**STORED DATA:**

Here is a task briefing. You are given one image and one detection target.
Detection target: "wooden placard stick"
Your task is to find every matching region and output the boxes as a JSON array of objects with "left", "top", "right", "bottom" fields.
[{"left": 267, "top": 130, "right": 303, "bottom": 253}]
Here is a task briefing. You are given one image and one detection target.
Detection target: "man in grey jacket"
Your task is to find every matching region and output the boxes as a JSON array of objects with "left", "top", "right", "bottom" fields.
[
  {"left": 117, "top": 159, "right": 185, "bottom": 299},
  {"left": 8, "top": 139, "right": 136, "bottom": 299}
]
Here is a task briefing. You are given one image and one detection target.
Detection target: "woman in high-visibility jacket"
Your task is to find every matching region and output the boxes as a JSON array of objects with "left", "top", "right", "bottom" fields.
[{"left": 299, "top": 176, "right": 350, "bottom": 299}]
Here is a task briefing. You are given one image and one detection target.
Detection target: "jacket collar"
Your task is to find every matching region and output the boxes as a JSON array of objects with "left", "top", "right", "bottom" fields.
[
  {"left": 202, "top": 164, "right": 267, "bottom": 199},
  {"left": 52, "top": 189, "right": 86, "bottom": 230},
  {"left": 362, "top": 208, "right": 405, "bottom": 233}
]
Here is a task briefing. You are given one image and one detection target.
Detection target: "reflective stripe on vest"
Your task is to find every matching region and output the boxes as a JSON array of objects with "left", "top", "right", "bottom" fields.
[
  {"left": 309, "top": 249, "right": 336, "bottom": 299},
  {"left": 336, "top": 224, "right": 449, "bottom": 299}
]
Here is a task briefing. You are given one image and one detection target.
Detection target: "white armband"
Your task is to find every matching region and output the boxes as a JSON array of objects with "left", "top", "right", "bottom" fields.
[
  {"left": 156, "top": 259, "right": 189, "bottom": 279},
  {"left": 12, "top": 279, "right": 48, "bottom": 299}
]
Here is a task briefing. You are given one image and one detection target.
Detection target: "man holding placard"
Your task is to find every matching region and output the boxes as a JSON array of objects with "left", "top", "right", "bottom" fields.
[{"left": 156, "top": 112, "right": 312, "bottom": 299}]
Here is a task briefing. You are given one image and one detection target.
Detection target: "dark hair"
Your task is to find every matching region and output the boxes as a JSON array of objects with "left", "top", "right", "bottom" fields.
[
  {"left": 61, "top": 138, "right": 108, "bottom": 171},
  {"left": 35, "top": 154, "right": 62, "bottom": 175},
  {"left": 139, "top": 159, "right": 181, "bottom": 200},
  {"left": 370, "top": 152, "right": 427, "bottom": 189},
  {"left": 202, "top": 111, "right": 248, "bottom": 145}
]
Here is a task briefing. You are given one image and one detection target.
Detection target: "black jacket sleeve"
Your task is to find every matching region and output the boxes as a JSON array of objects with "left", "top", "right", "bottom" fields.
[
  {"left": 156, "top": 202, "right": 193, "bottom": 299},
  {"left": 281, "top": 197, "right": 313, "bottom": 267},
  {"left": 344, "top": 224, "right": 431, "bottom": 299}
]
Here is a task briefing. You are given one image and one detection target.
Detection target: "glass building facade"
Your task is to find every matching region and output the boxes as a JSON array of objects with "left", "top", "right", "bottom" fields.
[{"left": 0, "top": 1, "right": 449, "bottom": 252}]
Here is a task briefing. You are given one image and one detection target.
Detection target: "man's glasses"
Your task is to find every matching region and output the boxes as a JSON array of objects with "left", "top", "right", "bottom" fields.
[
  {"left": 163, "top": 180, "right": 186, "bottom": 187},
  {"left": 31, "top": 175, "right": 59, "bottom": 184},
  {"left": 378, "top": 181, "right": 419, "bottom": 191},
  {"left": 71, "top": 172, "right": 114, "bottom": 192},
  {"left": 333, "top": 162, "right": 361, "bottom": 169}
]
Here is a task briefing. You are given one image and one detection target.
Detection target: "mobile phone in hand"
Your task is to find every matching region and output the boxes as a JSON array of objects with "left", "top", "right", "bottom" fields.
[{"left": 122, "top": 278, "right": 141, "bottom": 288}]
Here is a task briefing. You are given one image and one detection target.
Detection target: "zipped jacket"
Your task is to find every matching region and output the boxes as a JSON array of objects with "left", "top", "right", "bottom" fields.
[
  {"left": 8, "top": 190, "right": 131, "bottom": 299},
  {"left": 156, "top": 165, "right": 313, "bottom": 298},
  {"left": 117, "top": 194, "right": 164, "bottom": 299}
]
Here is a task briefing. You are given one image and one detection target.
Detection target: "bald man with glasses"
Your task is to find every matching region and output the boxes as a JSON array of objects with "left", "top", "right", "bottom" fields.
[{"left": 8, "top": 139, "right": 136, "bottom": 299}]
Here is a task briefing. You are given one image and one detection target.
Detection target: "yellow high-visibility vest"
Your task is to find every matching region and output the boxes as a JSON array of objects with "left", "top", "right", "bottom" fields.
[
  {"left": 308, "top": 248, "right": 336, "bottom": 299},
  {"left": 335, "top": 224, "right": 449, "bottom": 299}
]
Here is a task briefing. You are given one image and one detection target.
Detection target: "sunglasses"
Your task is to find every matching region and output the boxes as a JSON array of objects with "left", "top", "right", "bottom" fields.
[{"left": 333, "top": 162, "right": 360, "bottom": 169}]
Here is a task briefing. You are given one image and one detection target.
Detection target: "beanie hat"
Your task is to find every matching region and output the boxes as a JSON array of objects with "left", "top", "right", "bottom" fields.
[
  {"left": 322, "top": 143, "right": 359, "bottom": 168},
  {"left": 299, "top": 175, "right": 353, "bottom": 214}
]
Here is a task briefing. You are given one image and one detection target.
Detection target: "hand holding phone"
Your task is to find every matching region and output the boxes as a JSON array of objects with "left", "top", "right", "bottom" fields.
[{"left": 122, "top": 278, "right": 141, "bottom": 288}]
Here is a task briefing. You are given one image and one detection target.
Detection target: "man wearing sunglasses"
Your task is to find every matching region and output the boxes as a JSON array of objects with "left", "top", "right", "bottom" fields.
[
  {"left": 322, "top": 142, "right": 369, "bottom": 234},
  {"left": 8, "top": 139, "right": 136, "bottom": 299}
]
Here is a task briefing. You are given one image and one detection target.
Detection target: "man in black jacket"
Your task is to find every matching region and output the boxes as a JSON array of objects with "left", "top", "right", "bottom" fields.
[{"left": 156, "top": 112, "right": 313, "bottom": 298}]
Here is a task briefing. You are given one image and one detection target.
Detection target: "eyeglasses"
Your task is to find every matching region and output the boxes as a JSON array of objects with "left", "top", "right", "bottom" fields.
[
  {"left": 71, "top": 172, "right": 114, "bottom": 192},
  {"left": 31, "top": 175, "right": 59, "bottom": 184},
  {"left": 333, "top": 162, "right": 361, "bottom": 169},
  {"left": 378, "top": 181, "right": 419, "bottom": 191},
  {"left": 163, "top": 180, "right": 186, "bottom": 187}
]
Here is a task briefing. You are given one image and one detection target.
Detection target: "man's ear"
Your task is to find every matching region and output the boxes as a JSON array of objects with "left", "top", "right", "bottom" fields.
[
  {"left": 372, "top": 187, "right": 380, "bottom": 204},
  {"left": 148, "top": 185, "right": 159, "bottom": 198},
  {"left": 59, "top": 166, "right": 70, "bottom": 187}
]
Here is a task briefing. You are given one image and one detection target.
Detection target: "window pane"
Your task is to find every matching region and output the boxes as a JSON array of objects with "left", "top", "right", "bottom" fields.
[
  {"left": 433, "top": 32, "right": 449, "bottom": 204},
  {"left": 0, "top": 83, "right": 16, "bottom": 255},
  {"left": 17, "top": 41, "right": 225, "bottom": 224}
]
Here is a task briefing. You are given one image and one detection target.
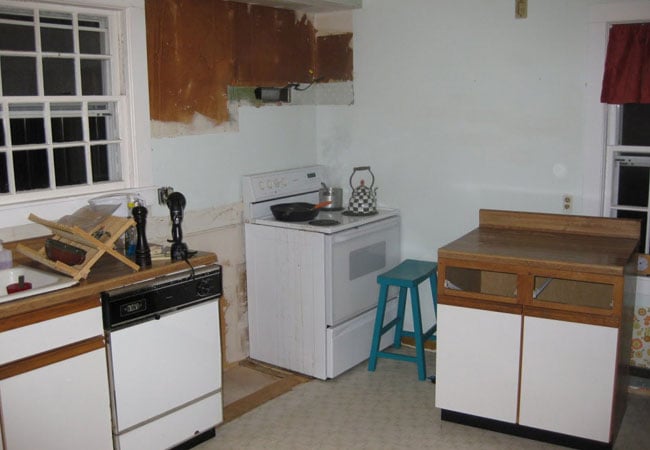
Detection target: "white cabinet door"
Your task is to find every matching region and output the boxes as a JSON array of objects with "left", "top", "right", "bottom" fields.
[
  {"left": 0, "top": 348, "right": 113, "bottom": 450},
  {"left": 436, "top": 305, "right": 521, "bottom": 423},
  {"left": 519, "top": 317, "right": 618, "bottom": 442}
]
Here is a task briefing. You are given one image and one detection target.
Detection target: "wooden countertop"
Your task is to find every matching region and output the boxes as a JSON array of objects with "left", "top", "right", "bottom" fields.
[
  {"left": 438, "top": 210, "right": 640, "bottom": 275},
  {"left": 0, "top": 252, "right": 217, "bottom": 332}
]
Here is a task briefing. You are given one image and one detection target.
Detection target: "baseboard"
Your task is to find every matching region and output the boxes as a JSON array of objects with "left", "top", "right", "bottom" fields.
[{"left": 440, "top": 409, "right": 612, "bottom": 450}]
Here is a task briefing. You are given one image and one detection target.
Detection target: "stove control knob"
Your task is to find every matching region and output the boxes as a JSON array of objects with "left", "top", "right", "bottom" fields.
[{"left": 196, "top": 280, "right": 212, "bottom": 297}]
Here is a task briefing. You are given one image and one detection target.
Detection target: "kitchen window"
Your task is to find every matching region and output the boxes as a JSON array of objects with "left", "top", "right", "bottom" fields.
[
  {"left": 603, "top": 103, "right": 650, "bottom": 253},
  {"left": 0, "top": 0, "right": 153, "bottom": 226}
]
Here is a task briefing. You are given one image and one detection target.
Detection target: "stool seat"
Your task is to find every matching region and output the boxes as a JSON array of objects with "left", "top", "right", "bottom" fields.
[
  {"left": 377, "top": 259, "right": 438, "bottom": 287},
  {"left": 368, "top": 259, "right": 438, "bottom": 380}
]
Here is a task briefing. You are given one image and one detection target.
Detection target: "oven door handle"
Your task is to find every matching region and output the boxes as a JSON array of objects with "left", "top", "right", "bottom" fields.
[{"left": 331, "top": 216, "right": 400, "bottom": 244}]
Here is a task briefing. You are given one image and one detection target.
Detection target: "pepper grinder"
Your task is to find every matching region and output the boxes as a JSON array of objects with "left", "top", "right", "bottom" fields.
[{"left": 131, "top": 206, "right": 151, "bottom": 267}]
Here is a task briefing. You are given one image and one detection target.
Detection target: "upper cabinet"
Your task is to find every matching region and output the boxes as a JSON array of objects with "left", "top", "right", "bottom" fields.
[{"left": 227, "top": 0, "right": 361, "bottom": 13}]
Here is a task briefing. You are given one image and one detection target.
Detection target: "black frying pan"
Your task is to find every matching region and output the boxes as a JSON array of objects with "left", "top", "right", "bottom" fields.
[{"left": 271, "top": 201, "right": 332, "bottom": 222}]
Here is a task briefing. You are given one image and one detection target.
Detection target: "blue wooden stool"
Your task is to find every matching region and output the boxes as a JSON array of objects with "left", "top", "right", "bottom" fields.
[{"left": 368, "top": 259, "right": 438, "bottom": 380}]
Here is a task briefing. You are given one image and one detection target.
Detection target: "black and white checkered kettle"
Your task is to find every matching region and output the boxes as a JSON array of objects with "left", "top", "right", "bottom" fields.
[{"left": 348, "top": 166, "right": 377, "bottom": 215}]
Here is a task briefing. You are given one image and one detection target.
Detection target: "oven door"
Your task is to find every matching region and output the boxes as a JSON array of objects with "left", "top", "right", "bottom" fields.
[{"left": 325, "top": 216, "right": 400, "bottom": 327}]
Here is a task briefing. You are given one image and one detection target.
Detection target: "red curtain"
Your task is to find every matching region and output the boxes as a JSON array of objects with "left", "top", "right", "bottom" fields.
[{"left": 600, "top": 23, "right": 650, "bottom": 104}]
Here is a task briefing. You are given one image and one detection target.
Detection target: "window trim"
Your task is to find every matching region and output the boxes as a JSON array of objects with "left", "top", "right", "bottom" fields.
[
  {"left": 582, "top": 2, "right": 650, "bottom": 216},
  {"left": 0, "top": 0, "right": 156, "bottom": 230}
]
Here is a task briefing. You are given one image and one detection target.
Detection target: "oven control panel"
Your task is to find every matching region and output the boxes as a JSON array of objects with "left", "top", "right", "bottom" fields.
[{"left": 242, "top": 166, "right": 326, "bottom": 203}]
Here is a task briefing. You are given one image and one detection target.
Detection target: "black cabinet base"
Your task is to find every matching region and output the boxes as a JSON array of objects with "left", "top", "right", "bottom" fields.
[
  {"left": 172, "top": 428, "right": 217, "bottom": 450},
  {"left": 440, "top": 409, "right": 612, "bottom": 450}
]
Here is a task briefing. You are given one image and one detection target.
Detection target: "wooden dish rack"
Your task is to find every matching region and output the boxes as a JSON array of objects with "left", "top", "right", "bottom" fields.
[{"left": 16, "top": 214, "right": 140, "bottom": 280}]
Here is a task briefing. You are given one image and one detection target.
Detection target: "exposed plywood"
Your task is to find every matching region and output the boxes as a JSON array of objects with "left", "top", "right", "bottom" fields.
[
  {"left": 145, "top": 0, "right": 235, "bottom": 123},
  {"left": 316, "top": 33, "right": 352, "bottom": 82},
  {"left": 233, "top": 7, "right": 316, "bottom": 86},
  {"left": 145, "top": 0, "right": 352, "bottom": 124}
]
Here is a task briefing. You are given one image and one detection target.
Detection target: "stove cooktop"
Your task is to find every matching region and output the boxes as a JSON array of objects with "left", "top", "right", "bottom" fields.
[{"left": 251, "top": 208, "right": 399, "bottom": 234}]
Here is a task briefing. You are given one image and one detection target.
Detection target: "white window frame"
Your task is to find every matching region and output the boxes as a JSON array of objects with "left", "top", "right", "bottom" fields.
[
  {"left": 582, "top": 1, "right": 650, "bottom": 216},
  {"left": 0, "top": 0, "right": 156, "bottom": 230}
]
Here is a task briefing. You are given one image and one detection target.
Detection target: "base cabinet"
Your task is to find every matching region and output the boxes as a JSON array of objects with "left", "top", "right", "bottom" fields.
[
  {"left": 0, "top": 349, "right": 113, "bottom": 450},
  {"left": 519, "top": 317, "right": 618, "bottom": 442},
  {"left": 436, "top": 305, "right": 521, "bottom": 423}
]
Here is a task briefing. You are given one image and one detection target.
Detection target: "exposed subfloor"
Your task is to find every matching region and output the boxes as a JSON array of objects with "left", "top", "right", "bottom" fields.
[{"left": 223, "top": 360, "right": 311, "bottom": 423}]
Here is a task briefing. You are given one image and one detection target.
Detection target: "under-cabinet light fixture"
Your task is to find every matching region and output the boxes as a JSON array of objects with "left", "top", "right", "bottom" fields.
[{"left": 255, "top": 86, "right": 291, "bottom": 103}]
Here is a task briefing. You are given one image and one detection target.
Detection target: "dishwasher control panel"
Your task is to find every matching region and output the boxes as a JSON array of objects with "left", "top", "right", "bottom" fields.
[{"left": 101, "top": 264, "right": 223, "bottom": 331}]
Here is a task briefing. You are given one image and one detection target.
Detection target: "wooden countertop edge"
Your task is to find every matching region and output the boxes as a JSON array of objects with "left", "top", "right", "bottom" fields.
[
  {"left": 479, "top": 209, "right": 641, "bottom": 239},
  {"left": 0, "top": 336, "right": 104, "bottom": 380},
  {"left": 438, "top": 248, "right": 625, "bottom": 275},
  {"left": 0, "top": 252, "right": 217, "bottom": 326}
]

**DIRECTIVE:** Return each line of the items above that contains the string "wooden". Case counts.

**COMPLETED EXERCISE:**
Detection target: "wooden placard stick"
Detection target: "wooden countertop"
Detection target: "blue wooden stool"
Detection target: "wooden dish rack"
Detection target: "wooden countertop edge"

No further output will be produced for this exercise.